Go to the line containing "the wine glass in the photo above." in the records below and retype from there through the final line, exactly.

[Opening Study material section]

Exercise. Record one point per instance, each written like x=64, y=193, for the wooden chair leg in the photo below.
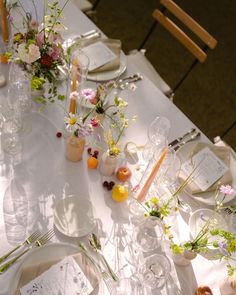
x=95, y=4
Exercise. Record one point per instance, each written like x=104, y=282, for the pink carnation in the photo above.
x=227, y=190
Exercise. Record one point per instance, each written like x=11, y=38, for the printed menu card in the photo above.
x=64, y=278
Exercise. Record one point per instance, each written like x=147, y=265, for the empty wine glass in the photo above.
x=19, y=88
x=79, y=70
x=169, y=170
x=154, y=271
x=149, y=234
x=128, y=286
x=158, y=132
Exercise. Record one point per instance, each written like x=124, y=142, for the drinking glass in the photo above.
x=19, y=89
x=79, y=70
x=128, y=286
x=158, y=132
x=149, y=234
x=169, y=170
x=154, y=271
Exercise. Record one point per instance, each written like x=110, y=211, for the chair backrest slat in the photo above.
x=180, y=35
x=190, y=23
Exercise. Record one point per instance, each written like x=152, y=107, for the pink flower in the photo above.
x=88, y=94
x=40, y=39
x=94, y=122
x=34, y=25
x=74, y=95
x=55, y=52
x=227, y=190
x=30, y=54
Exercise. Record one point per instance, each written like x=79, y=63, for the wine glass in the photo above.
x=79, y=70
x=158, y=132
x=128, y=286
x=149, y=234
x=168, y=171
x=19, y=89
x=154, y=271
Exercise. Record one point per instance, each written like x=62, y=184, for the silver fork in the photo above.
x=39, y=243
x=31, y=239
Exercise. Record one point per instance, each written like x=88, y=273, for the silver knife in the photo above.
x=192, y=137
x=179, y=139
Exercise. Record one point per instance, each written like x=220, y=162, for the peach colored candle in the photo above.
x=4, y=25
x=141, y=196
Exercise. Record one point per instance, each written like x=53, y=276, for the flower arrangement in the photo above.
x=114, y=112
x=212, y=237
x=75, y=125
x=38, y=49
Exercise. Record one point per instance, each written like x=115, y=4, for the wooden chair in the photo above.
x=198, y=52
x=83, y=5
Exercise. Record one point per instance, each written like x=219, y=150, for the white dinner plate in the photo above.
x=50, y=252
x=197, y=221
x=73, y=216
x=207, y=198
x=110, y=75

[Closing Study material section]

## Task result
Exercise. Record one point per instance, each written like x=79, y=63, for the wine glass in the photo above.
x=79, y=70
x=158, y=132
x=128, y=286
x=149, y=234
x=168, y=171
x=19, y=89
x=154, y=271
Exercise. Record one point per instance, each written like x=62, y=184, for the silver fork in the photo above.
x=39, y=243
x=31, y=239
Exercise. Record one point per instance, each written like x=88, y=273, for the silver knife in the photo above.
x=192, y=137
x=179, y=139
Exercise. Record one point per instance, each written like x=220, y=162, for the peach colored candle in the photo above.
x=4, y=25
x=141, y=196
Exercise. Record one point per instance, each written like x=53, y=276, for the flower arrangement in the photo above.
x=114, y=112
x=212, y=237
x=75, y=125
x=38, y=49
Exercise. Record one point per instance, each written like x=115, y=4, for the wooden chair in the photo above.
x=198, y=52
x=83, y=5
Exercise. Record one point per instance, each written like x=219, y=150, for the white dinner plate in the photo above.
x=50, y=252
x=197, y=221
x=73, y=216
x=207, y=198
x=110, y=75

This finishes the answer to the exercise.